Mean shift clustering is another popular clustering algorithm used for image segmentation. In this approach, each pixel is represented as a point in a high-dimensional space, and the algorithm shifts each point toward the direction of the local density maximum. This process is repeated until convergence, where each pixel is assigned to a cluster based on the nearest local density maximum.

example of mean shift clustering

Source

‍Though these techniques are simple, they are fast and memory efficient. But these techniques are more suitable for simpler segmentation tasks as well. They often require tuning to customize the algorithm as per the use case and also provide limited accuracy on complex scenes.

Deep Learning Techniques

Neural networks also provide solutions for image segmentation by training neural networks to identify which features are important in an image, rather than relying on customized functions like in traditional algorithms. Neural nets that perform the task of segmentation typically use an encoder-decoder structure. The encoder extracts features of an image through narrower and deeper filters. If the encoder is pre-trained on a task like an image or face recognition, it then uses that knowledge to extract features for segmentation (transfer learning). The decoder then over a series of layers inflates the encoder’s output into a segmentation mask resembling the pixel resolution of the input image.

basic architecture of the neural network model for image segmentation

The basic architecture of the neural network model for image segmentation. Source

Many deep learning models are quite adept at performing the task of segmentation reliably. Let’s have a look at a few of them:

Deep Learning Techniques
TechniqueDefinitionKey FeaturesApplications
U-NetA fully convolutional network designed for precise segmentation tasks, especially in medical imaging.- Encoder-decoder structure with skip connections. - Combines low-level and high-level features for finer segmentation. - Retains spatial context effectively.Medical imaging (tumor detection, organ segmentation).
SegNetA deep convolutional network optimized for semantic segmentation tasks.- Encoder-decoder structure. - Uses max-pooling indices for efficient upsampling. - Reduces computational complexity.Scene understanding, autonomous driving.

WHAT TO PRODUCE:
Print the passage on image segmentation from "SegNetA deep convolutional" to "understanding, autonomous driving." without any changes.

RECORDS:

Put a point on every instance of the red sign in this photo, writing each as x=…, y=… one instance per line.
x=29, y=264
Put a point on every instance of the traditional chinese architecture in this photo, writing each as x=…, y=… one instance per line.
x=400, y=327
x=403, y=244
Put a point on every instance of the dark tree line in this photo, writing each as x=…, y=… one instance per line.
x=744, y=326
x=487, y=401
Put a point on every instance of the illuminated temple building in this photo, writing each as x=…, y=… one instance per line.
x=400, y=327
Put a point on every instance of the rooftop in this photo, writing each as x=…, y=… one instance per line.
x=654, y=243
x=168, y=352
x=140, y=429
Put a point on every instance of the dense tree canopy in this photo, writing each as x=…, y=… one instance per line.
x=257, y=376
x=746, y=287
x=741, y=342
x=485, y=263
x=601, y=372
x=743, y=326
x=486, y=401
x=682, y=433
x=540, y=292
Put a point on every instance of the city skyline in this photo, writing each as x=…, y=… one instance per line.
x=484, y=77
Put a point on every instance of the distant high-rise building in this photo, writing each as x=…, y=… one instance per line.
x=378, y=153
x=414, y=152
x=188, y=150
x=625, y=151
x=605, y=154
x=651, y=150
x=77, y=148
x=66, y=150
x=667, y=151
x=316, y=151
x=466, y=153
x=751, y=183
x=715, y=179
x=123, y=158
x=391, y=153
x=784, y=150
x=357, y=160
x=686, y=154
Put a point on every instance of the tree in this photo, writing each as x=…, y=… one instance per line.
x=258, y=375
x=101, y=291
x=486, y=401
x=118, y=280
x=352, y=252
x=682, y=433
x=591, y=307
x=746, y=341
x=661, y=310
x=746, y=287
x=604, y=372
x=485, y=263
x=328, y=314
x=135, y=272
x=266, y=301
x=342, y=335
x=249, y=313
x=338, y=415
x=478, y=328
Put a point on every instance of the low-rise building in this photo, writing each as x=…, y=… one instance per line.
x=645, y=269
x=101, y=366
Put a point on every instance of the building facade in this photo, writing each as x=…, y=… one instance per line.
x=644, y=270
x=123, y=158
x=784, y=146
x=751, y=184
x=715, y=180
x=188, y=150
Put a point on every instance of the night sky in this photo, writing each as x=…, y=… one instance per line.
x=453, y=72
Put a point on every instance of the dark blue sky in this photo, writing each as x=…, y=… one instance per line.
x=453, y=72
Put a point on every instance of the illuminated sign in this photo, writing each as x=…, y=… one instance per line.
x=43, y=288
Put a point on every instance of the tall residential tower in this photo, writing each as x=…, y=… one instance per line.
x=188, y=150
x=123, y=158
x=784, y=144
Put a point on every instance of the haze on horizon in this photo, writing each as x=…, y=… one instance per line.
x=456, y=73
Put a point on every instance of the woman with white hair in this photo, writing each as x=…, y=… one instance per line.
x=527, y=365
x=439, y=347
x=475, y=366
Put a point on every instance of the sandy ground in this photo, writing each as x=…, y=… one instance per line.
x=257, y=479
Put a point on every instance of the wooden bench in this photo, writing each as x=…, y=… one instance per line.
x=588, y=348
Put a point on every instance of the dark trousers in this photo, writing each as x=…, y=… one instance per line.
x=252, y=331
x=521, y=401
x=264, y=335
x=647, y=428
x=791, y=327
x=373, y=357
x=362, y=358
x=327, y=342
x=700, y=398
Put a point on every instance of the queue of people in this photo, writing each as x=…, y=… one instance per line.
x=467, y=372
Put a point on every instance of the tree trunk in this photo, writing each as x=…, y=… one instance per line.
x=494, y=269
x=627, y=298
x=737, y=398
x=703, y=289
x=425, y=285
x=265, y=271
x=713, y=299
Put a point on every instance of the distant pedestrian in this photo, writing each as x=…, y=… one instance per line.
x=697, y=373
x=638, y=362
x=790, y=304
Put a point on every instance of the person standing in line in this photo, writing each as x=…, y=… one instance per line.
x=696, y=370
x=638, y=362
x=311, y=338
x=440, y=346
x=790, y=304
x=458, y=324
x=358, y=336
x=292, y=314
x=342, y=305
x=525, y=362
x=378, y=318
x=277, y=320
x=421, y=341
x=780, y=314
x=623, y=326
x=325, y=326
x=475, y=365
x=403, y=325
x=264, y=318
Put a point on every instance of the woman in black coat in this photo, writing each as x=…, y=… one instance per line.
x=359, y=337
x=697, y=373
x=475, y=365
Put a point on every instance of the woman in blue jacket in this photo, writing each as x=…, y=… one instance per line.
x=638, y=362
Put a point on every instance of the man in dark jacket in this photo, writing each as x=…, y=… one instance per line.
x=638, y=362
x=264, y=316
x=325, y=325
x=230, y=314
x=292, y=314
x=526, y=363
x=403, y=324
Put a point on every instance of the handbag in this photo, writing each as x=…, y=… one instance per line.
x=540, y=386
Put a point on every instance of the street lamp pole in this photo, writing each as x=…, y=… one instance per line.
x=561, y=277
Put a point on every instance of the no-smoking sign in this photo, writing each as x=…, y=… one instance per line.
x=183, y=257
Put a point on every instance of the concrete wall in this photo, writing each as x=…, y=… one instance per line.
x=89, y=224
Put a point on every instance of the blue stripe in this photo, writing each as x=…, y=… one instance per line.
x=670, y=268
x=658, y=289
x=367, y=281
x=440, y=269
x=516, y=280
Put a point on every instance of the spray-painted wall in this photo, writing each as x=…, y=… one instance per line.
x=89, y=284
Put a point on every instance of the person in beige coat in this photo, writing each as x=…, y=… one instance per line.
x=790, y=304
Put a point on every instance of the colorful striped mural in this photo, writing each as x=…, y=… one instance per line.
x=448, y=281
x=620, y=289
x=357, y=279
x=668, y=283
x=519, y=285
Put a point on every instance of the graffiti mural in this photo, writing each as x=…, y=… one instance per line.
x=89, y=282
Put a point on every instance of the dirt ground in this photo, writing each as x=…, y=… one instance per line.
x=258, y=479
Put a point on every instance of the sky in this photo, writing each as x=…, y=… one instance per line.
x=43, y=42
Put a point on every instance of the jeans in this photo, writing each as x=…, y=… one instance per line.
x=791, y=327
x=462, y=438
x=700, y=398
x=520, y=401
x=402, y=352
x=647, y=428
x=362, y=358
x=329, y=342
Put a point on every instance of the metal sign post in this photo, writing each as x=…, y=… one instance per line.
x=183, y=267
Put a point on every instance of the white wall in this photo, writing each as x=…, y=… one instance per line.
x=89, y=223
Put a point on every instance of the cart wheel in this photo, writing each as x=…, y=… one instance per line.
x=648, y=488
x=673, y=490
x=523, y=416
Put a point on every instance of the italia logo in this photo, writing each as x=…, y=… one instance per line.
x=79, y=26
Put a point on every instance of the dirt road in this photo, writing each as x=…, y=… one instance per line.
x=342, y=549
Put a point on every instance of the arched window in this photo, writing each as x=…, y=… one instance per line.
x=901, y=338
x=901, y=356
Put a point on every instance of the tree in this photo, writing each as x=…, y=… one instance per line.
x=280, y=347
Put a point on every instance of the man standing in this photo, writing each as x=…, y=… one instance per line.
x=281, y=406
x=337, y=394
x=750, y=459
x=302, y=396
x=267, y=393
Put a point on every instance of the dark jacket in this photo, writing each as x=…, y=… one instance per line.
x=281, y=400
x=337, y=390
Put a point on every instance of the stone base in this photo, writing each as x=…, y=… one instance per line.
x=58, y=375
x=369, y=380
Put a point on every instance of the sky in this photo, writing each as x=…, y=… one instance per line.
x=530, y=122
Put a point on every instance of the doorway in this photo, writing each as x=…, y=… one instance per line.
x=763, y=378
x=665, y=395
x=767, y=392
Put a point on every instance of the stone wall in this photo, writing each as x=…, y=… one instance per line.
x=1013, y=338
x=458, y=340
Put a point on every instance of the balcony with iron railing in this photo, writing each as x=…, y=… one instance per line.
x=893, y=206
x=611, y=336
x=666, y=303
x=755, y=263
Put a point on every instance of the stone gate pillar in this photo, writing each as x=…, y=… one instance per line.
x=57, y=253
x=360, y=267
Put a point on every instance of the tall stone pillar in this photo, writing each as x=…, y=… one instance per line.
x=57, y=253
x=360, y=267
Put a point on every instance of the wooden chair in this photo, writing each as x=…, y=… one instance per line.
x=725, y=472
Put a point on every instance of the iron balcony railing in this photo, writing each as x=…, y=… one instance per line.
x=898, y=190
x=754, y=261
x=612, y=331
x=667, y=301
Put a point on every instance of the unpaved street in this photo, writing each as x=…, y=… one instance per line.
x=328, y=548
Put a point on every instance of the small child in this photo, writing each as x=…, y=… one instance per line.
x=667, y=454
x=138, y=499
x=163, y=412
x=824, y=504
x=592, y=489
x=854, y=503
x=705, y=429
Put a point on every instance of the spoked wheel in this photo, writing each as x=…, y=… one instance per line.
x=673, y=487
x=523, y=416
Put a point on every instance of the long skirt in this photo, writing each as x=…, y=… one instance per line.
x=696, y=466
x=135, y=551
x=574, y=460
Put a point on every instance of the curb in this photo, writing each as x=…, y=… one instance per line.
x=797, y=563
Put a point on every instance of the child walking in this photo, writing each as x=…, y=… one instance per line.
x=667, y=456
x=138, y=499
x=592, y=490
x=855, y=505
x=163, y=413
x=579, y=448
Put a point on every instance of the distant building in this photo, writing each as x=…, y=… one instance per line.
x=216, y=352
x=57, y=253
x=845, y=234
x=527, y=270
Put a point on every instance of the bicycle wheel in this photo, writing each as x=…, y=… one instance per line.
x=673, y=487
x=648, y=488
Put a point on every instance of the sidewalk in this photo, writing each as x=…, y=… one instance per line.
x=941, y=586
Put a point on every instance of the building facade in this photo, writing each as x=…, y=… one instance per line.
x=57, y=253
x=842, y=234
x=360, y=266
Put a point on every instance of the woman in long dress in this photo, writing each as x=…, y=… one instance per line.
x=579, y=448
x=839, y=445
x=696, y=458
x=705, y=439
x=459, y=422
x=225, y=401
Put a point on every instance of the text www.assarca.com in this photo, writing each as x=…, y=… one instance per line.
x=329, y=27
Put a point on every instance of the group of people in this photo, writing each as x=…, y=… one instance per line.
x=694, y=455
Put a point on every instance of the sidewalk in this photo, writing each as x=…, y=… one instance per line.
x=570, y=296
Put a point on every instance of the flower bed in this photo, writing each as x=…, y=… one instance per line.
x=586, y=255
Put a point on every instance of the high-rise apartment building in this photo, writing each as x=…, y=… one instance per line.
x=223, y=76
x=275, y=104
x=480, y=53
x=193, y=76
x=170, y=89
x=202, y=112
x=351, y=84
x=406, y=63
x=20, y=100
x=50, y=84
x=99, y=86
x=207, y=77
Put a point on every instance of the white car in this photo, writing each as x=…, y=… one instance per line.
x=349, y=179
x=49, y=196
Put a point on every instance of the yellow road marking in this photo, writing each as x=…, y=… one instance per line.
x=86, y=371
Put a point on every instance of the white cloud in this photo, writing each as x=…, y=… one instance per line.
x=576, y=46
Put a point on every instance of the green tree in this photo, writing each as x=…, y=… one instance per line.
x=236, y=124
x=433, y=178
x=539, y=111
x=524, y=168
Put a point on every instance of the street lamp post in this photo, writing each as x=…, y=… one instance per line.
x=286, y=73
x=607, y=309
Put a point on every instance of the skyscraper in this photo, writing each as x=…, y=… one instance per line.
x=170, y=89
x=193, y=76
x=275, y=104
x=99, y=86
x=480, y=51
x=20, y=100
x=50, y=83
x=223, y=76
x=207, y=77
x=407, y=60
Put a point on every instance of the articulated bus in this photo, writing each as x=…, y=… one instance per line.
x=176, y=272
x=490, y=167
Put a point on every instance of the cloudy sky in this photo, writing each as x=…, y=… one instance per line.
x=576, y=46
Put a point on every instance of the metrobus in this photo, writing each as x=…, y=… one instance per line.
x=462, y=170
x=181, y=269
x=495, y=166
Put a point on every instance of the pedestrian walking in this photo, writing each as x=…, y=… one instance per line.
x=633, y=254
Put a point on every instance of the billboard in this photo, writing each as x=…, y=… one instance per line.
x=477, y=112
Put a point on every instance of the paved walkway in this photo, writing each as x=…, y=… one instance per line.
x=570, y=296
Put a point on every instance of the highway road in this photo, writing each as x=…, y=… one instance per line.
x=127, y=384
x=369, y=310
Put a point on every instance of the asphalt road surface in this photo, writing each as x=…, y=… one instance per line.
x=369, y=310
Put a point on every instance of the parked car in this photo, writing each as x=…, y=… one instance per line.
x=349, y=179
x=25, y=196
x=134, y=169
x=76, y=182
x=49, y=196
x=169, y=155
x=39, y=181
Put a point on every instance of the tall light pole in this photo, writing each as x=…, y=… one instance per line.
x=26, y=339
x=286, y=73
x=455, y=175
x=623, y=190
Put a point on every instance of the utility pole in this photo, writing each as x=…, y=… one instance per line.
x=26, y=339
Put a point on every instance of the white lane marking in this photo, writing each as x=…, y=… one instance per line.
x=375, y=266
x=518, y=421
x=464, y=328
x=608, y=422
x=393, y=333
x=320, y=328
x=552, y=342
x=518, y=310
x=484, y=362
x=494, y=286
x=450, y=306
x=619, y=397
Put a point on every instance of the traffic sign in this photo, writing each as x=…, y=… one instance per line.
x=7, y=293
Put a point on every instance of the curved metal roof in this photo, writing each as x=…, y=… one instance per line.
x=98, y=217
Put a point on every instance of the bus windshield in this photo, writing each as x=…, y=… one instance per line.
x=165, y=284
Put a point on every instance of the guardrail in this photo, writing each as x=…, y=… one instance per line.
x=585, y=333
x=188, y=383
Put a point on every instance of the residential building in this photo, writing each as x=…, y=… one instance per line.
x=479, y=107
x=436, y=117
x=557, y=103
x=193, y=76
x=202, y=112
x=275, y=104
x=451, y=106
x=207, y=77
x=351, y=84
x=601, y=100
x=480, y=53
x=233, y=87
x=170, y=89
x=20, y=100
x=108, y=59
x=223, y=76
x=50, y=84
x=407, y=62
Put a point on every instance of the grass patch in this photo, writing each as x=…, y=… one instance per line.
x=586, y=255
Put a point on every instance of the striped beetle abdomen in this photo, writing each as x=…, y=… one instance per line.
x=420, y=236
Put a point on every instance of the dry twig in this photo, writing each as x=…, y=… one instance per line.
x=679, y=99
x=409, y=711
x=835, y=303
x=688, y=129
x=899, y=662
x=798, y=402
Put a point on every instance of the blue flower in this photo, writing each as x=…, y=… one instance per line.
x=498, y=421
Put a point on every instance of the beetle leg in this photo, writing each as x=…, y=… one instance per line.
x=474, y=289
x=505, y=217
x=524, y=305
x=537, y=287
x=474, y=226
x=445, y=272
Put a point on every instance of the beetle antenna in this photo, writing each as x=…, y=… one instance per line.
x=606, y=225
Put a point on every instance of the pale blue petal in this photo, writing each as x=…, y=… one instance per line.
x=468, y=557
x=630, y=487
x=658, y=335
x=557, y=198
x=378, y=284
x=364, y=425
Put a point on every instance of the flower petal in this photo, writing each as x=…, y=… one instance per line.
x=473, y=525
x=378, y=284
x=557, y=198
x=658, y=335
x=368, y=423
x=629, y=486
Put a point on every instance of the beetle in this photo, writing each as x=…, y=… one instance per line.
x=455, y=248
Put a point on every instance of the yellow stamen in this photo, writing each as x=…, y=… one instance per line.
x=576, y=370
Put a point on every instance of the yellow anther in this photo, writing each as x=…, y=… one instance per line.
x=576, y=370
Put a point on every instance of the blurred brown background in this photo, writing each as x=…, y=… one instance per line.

SOLVED EXERCISE:
SegNetA deep convolutional network optimized for semantic segmentation tasks.- Encoder-decoder structure. - Uses max-pooling indices for efficient upsampling. - Reduces computational complexity.Scene understanding, autonomous driving.